(Records shown)
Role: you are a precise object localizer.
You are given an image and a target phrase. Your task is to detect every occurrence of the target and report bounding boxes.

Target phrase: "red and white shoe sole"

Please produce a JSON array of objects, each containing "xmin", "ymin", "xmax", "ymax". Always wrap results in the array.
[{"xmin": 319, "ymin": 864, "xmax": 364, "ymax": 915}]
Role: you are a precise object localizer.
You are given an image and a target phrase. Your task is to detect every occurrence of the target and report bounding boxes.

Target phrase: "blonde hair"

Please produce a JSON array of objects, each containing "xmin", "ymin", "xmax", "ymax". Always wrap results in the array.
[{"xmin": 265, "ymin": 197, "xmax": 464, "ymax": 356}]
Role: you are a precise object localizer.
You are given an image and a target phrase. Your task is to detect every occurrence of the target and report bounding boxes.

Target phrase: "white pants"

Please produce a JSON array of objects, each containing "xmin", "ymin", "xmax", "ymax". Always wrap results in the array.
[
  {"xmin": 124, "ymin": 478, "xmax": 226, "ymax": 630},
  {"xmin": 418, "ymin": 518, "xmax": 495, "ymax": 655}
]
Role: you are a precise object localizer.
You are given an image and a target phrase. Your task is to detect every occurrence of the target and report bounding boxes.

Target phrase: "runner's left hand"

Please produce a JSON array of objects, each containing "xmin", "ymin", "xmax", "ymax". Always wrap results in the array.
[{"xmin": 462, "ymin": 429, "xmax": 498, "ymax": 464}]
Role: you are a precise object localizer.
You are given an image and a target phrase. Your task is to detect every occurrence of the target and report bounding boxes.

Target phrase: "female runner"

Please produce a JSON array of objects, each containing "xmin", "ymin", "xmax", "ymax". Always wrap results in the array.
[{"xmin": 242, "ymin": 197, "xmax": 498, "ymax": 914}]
(End Records shown)
Instructions to follow: Lines that hold the word "white" are the ones to copy from the entries above.

Answer below:
Target phrase: "red and white shoe sole"
Target phrase: "white pants"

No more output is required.